**REQUIRED TASK**
Rewrite the items below as a numbered list with one line per number, leaving out any blank lines and the pictures.

**MATERIAL FOR THE TASK**
- - -

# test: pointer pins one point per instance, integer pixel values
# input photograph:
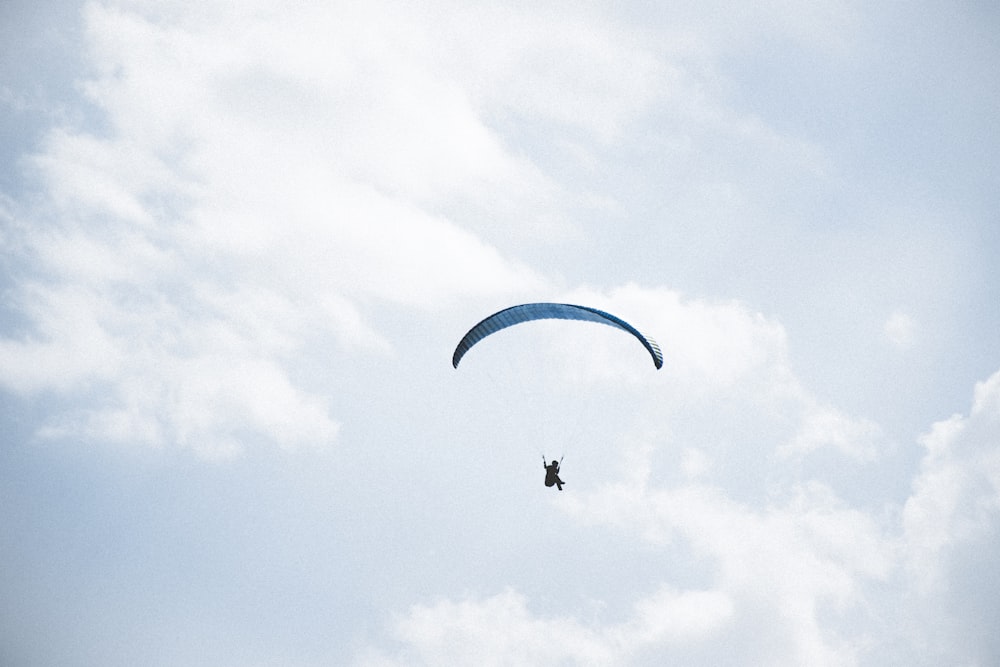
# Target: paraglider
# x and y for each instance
(549, 311)
(546, 311)
(552, 474)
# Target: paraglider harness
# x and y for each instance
(552, 473)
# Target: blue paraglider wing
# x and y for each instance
(548, 311)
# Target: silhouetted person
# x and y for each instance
(552, 474)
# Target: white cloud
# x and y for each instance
(240, 208)
(956, 497)
(501, 630)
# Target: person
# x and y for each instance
(552, 474)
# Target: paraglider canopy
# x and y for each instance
(545, 311)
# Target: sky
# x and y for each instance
(240, 242)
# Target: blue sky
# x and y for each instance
(240, 244)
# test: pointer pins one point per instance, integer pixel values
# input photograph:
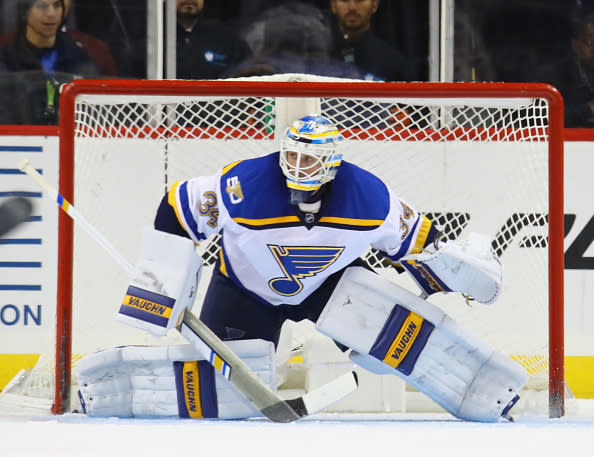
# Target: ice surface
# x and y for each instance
(321, 435)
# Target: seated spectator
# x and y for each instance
(205, 49)
(575, 77)
(36, 60)
(292, 38)
(356, 43)
(97, 49)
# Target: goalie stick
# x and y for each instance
(13, 212)
(216, 351)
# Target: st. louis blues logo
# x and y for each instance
(298, 262)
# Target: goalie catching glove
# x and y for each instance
(168, 381)
(468, 266)
(164, 284)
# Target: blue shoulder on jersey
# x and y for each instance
(359, 201)
(255, 194)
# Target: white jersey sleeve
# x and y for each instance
(412, 230)
(197, 205)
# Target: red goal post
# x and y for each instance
(373, 112)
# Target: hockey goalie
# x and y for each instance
(294, 224)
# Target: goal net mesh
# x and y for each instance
(469, 164)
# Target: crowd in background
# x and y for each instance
(46, 43)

- - -

**EXERCISE RESULT**
1. # test: pointer pins one point per instance, integer pixel values
2. # input photograph:
3. # Target: paraglider
4. # x and y for each instance
5. (549, 311)
6. (546, 311)
7. (552, 474)
8. # Target: paraglider harness
9. # x and y for each instance
10. (552, 473)
11. # Target: blue paraglider wing
12. # x and y for each instance
13. (548, 311)
14. # Target: silhouetted person
15. # x and y for each instance
16. (552, 474)
17. # Target: white cloud
18. # x and y for each instance
19. (240, 208)
20. (956, 497)
21. (501, 630)
22. # Target: person
23. # x and y for each instance
24. (552, 474)
25. # Target: paraglider canopy
26. # x and y for each instance
27. (545, 311)
28. # Target: sky
29. # x and y for each instance
30. (240, 242)
31. # Target: blue sky
32. # x and y for each instance
33. (240, 244)
34. # test: pointer pins one point per instance, integer pixel values
35. # input photograph:
36. # Target: ice surface
37. # x and y for each instance
38. (321, 435)
39. # Target: seated spectator
40. # x and y for each instance
41. (205, 49)
42. (575, 77)
43. (36, 60)
44. (292, 38)
45. (356, 43)
46. (97, 49)
47. # Target: goalie stick
48. # x and y for each instance
49. (13, 212)
50. (216, 351)
51. # Target: st. louis blues logo
52. # x and y for each instance
53. (298, 262)
54. # Target: goalie catching glove
55. # x and y for each instance
56. (168, 381)
57. (468, 266)
58. (164, 284)
59. # Target: blue shoulder on jersey
60. # x and y for each instance
61. (359, 201)
62. (255, 194)
63. # Target: white jersey sleeve
64. # x and y for each instance
65. (412, 230)
66. (197, 205)
67. # Target: red goal post
68. # x and y for each instance
69. (373, 112)
70. # Target: hockey goalie
71. # x and y for each instance
72. (294, 224)
73. # Target: goal net mesh
74. # x and y for each instance
75. (469, 164)
76. # Target: crowd in background
77. # x and y for each instance
78. (46, 43)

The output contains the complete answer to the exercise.